PROBLEMS AND TASKS —
A - From the peanut allergy article, write out word for word the text from "About 2 percent" up to and including "can be life-threatening.".
B - According to the peanut allergy article, roughly what percentage of American children are allergic to peanuts?

PASSAGE Start Marker

NY Times Turning what was once
conventional wisdom on its head, a new study suggests that many, if not
most peanut allergies can be prevented by feeding young children food
containing peanuts beginning in infancy, rather than avoiding such
foods.
About 2 percent of
American children are allergic to peanuts, a figure that has more than
quadrupled since 1997 for reasons that are not entirely clear. There
have also been big increases in other Western countries. For some
people, even traces of peanuts can be life-threatening.
An editorial published Monday in The New England Journal of Medicine,
along with the study, called the results “so compelling” and the rise
of peanut allergies “so alarming” that guidelines for how to feed
infants at risk of peanut allergies should be revised soon.
The study “clearly
indicates that the early introduction of peanut dramatically decreases
the risk of development of peanut allergy,” said the editorial, by Dr.

PASSAGE End Marker
DATASET EXCERPTS Start Marker

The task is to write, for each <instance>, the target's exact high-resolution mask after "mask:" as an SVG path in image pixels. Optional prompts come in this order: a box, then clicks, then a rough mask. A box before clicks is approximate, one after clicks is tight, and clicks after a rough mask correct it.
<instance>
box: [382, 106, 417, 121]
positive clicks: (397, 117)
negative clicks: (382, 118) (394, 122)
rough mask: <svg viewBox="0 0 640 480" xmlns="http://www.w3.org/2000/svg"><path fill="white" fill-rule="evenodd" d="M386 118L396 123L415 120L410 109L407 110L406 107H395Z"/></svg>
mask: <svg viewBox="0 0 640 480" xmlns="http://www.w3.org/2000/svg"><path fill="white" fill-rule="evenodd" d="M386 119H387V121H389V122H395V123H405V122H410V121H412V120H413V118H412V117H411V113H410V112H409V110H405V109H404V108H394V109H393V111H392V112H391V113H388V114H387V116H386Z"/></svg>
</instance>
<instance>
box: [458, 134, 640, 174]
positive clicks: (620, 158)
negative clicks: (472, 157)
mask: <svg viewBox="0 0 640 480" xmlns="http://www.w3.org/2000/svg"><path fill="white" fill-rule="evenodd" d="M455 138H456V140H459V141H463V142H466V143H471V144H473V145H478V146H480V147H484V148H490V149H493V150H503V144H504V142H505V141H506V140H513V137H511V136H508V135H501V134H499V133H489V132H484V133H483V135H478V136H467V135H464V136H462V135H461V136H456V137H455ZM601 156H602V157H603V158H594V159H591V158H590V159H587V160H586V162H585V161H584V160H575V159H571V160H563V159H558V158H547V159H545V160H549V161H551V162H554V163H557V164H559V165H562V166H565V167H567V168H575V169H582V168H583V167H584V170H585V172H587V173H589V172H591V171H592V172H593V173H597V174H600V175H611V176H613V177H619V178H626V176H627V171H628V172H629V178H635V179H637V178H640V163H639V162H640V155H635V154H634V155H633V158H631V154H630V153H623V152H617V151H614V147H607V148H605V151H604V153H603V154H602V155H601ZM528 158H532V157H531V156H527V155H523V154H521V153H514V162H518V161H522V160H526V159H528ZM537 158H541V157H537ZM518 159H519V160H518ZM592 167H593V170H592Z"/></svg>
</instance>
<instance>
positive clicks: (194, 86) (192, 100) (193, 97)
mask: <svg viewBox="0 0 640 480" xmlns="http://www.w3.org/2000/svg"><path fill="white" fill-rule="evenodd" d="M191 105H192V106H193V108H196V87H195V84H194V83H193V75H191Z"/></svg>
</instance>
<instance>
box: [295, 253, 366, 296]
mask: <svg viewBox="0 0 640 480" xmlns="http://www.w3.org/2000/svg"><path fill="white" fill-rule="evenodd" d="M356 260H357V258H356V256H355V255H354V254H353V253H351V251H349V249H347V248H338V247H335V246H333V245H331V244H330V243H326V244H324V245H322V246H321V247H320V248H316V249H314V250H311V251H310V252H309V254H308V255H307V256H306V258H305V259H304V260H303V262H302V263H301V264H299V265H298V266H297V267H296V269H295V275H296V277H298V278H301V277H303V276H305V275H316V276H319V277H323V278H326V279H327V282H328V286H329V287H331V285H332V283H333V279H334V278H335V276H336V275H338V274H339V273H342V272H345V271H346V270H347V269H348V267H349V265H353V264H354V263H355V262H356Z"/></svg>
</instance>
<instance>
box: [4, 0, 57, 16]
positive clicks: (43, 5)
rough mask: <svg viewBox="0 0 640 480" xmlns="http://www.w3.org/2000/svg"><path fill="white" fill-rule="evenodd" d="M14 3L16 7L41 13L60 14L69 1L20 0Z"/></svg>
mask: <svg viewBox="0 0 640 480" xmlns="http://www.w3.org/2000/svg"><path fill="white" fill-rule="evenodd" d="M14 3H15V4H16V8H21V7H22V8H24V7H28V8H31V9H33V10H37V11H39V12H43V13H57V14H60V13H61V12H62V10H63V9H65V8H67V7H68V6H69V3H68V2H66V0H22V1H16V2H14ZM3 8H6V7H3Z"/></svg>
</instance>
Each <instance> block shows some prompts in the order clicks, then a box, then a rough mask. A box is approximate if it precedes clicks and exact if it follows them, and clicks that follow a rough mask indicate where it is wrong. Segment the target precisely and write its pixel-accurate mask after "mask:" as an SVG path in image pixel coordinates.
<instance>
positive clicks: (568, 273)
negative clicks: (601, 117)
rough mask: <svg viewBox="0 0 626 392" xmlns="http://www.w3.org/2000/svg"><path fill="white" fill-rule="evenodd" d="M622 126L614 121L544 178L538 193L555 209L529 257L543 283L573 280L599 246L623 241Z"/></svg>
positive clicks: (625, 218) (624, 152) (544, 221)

DATASET EXCERPTS End Marker

RESPONSES PER TASK —
A -
About 2 percent of
American children are allergic to peanuts, a figure that has more than
quadrupled since 1997 for reasons that are not entirely clear. There
have also been big increases in other Western countries. For some
people, even traces of peanuts can be life-threatening.

B - About 2 percent.